No trecho sobre Tarcísio Pereira, transforme em lista o parágrafo que começa com "O que diferenciava Tarcísio Pereira" e preserve seus fatos principais.

Trecho do documento>

# # # # #

O que diferenciava Tarcísio Pereira dos demais livreiros era que ele tinha a capacidade de saber o que iria vender regularmente e não apenas nos lançamentos. Tinha capacidade de argumentação de mercado editorial brasileiro. Não era livreiro só por paixão aos livros.
Na década de 70, todo mundo lia Marx, Hegel e todo estudante de qualquer curso na UFPE, Unicap e UFRPE, além a FARIFE, tinha um exemplar de “Dez dias que abalaram o mundo”, de John Reed, certamente o texto de iniciação de qualquer simpatizante da esquerda. Ou Esquerdismo. Doença infantil do comunismo de Vladmir Lenin e isso se comprava aos milhares na Livro 7.
Da mesma forma que a direita comparava Casa Grande e Senzala, de Gilberto Freyre, e os clássicos do liberalismo de Adam Smith e John Locke. De Thomas Malthus a David Ricardo, sem falar em Voltaire e Montesquieu. Tudo isso tinha nas prateleiras. Custava caro, mas a Livro 7 fazia fiado.

# # # # #

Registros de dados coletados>
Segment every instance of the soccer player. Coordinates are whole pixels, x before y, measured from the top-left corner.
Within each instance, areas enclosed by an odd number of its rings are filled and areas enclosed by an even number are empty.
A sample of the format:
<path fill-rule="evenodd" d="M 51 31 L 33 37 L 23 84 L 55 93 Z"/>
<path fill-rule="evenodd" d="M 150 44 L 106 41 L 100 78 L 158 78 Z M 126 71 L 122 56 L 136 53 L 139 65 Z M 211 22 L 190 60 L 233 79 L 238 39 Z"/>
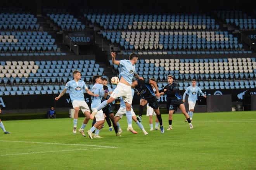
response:
<path fill-rule="evenodd" d="M 2 112 L 2 110 L 1 110 L 1 108 L 0 108 L 0 113 Z M 1 121 L 1 119 L 0 119 L 0 128 L 1 128 L 3 130 L 3 133 L 5 134 L 9 134 L 9 133 L 10 133 L 10 132 L 5 130 L 5 129 L 4 128 L 4 126 L 3 126 L 3 122 Z"/>
<path fill-rule="evenodd" d="M 103 85 L 102 85 L 101 76 L 99 75 L 94 76 L 92 78 L 92 81 L 94 83 L 94 85 L 92 88 L 92 92 L 94 94 L 98 95 L 98 97 L 92 97 L 92 104 L 91 108 L 93 110 L 94 108 L 97 107 L 101 102 L 101 100 L 103 97 L 106 97 L 107 95 L 107 93 L 105 93 L 103 89 Z M 92 132 L 95 129 L 95 134 L 93 138 L 102 138 L 99 135 L 100 131 L 105 122 L 104 114 L 102 110 L 98 111 L 97 114 L 95 115 L 96 123 L 91 129 L 87 131 L 89 138 L 93 139 Z"/>
<path fill-rule="evenodd" d="M 95 94 L 92 93 L 88 89 L 85 82 L 80 80 L 81 73 L 79 70 L 76 70 L 73 71 L 73 73 L 74 80 L 67 83 L 65 88 L 59 96 L 55 98 L 55 100 L 58 100 L 62 96 L 64 95 L 67 89 L 69 90 L 69 96 L 72 103 L 73 108 L 75 110 L 74 114 L 74 120 L 73 121 L 74 124 L 73 133 L 74 134 L 76 133 L 76 125 L 77 119 L 78 118 L 78 112 L 81 109 L 81 111 L 85 114 L 85 118 L 83 120 L 81 128 L 78 130 L 78 131 L 81 133 L 82 135 L 85 137 L 85 134 L 83 129 L 90 120 L 90 111 L 88 105 L 85 100 L 85 96 L 83 89 L 85 89 L 88 94 L 91 96 L 97 97 L 99 97 L 99 95 Z"/>
<path fill-rule="evenodd" d="M 104 88 L 105 93 L 106 92 L 108 95 L 106 97 L 106 98 L 102 98 L 102 99 L 101 100 L 102 102 L 108 99 L 109 98 L 109 95 L 111 95 L 111 94 L 112 92 L 112 90 L 111 89 L 111 88 L 107 85 L 107 79 L 106 78 L 102 78 L 102 85 L 103 85 L 103 88 Z M 108 104 L 106 107 L 102 109 L 102 111 L 103 111 L 103 113 L 105 114 L 106 116 L 107 116 L 107 117 L 110 118 L 110 119 L 112 121 L 114 129 L 116 134 L 118 132 L 118 127 L 116 125 L 116 122 L 115 121 L 115 115 L 114 114 L 114 113 L 112 110 L 112 108 L 111 106 L 111 105 L 110 105 L 110 104 Z M 105 119 L 107 117 L 106 117 Z M 109 131 L 112 131 L 112 130 L 110 130 L 111 128 L 112 129 L 112 128 L 111 126 L 111 123 L 110 123 L 110 125 L 109 125 Z"/>
<path fill-rule="evenodd" d="M 169 109 L 169 127 L 167 130 L 171 130 L 173 128 L 171 126 L 173 120 L 173 114 L 174 111 L 179 107 L 182 113 L 186 117 L 188 122 L 189 123 L 189 127 L 190 129 L 193 128 L 193 125 L 189 118 L 189 116 L 186 112 L 185 106 L 183 104 L 182 99 L 181 95 L 180 93 L 178 84 L 173 83 L 173 78 L 171 76 L 168 76 L 167 77 L 168 82 L 170 85 L 168 87 L 164 88 L 161 92 L 161 94 L 165 94 L 171 99 L 170 106 Z M 161 91 L 162 90 L 160 90 Z"/>
<path fill-rule="evenodd" d="M 138 56 L 132 53 L 129 56 L 129 60 L 123 60 L 120 61 L 116 60 L 116 53 L 112 52 L 112 63 L 120 65 L 121 70 L 119 74 L 120 81 L 116 88 L 111 94 L 109 99 L 101 103 L 98 107 L 93 110 L 90 117 L 93 119 L 95 114 L 107 104 L 112 103 L 116 99 L 122 97 L 125 103 L 126 112 L 126 114 L 128 124 L 128 129 L 131 131 L 134 131 L 131 126 L 131 82 L 133 76 L 139 78 L 137 74 L 135 73 L 135 65 L 137 63 Z"/>
<path fill-rule="evenodd" d="M 133 98 L 133 95 L 134 95 L 134 90 L 132 88 L 131 89 L 131 95 Z M 137 120 L 137 118 L 136 118 L 136 115 L 135 114 L 135 113 L 134 113 L 134 112 L 132 109 L 132 106 L 131 106 L 131 113 L 132 119 L 133 120 L 133 121 L 134 121 L 134 122 L 135 122 L 135 123 L 136 123 L 139 128 L 141 130 L 142 130 L 142 131 L 144 133 L 144 134 L 145 135 L 148 134 L 148 133 L 145 130 L 144 127 L 143 127 L 143 125 L 142 125 L 142 124 L 139 122 L 138 120 Z M 122 132 L 123 132 L 123 131 L 121 129 L 120 124 L 119 124 L 119 123 L 118 123 L 118 121 L 122 119 L 123 116 L 125 115 L 126 113 L 126 109 L 125 109 L 125 102 L 123 98 L 121 98 L 121 100 L 120 102 L 120 108 L 118 109 L 118 110 L 115 116 L 115 119 L 116 121 L 117 122 L 118 127 L 118 132 L 119 134 L 121 134 Z M 130 131 L 130 130 L 128 129 L 127 129 L 127 130 Z M 135 134 L 137 134 L 138 133 L 137 132 L 135 131 L 132 131 L 131 132 L 133 133 L 134 133 Z"/>
<path fill-rule="evenodd" d="M 204 96 L 204 97 L 206 97 L 206 95 L 202 92 L 200 87 L 196 86 L 195 80 L 193 79 L 192 80 L 192 86 L 188 87 L 183 94 L 183 102 L 184 103 L 185 102 L 186 95 L 189 95 L 189 99 L 188 100 L 189 101 L 189 111 L 188 112 L 188 114 L 190 117 L 191 122 L 192 122 L 192 119 L 193 119 L 194 108 L 195 105 L 196 100 L 197 100 L 198 92 L 200 93 L 201 95 Z M 187 119 L 185 119 L 185 121 L 187 121 Z"/>
<path fill-rule="evenodd" d="M 150 85 L 151 84 L 156 88 L 156 94 Z M 153 108 L 156 114 L 156 116 L 159 121 L 161 133 L 163 133 L 164 132 L 164 130 L 163 125 L 162 116 L 159 111 L 157 101 L 156 97 L 159 97 L 160 94 L 158 91 L 158 88 L 156 82 L 147 78 L 144 79 L 143 80 L 138 79 L 132 82 L 131 87 L 137 89 L 140 95 L 140 104 L 144 106 L 148 103 L 149 105 Z"/>
<path fill-rule="evenodd" d="M 154 78 L 151 78 L 150 79 L 151 80 L 156 81 L 156 79 Z M 155 93 L 156 91 L 156 88 L 154 87 L 152 84 L 151 84 L 153 90 L 154 91 L 154 93 Z M 154 111 L 153 108 L 149 105 L 149 103 L 148 103 L 147 104 L 147 116 L 149 116 L 149 126 L 150 126 L 150 131 L 152 131 L 154 129 L 153 129 L 153 120 L 152 117 L 153 116 L 156 116 L 156 112 Z M 157 117 L 156 117 L 156 120 L 155 120 L 155 130 L 160 130 L 159 127 L 158 127 L 158 124 L 159 124 L 159 121 L 157 119 Z"/>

# # # # #

Resolução do problema>
- Tarcísio Pereira se diferenciava dos demais livreiros por saber o que iria vender regularmente, e não apenas nos lançamentos.
- Tinha capacidade de argumentação sobre o mercado editorial brasileiro.
- Não era livreiro só por paixão aos livros.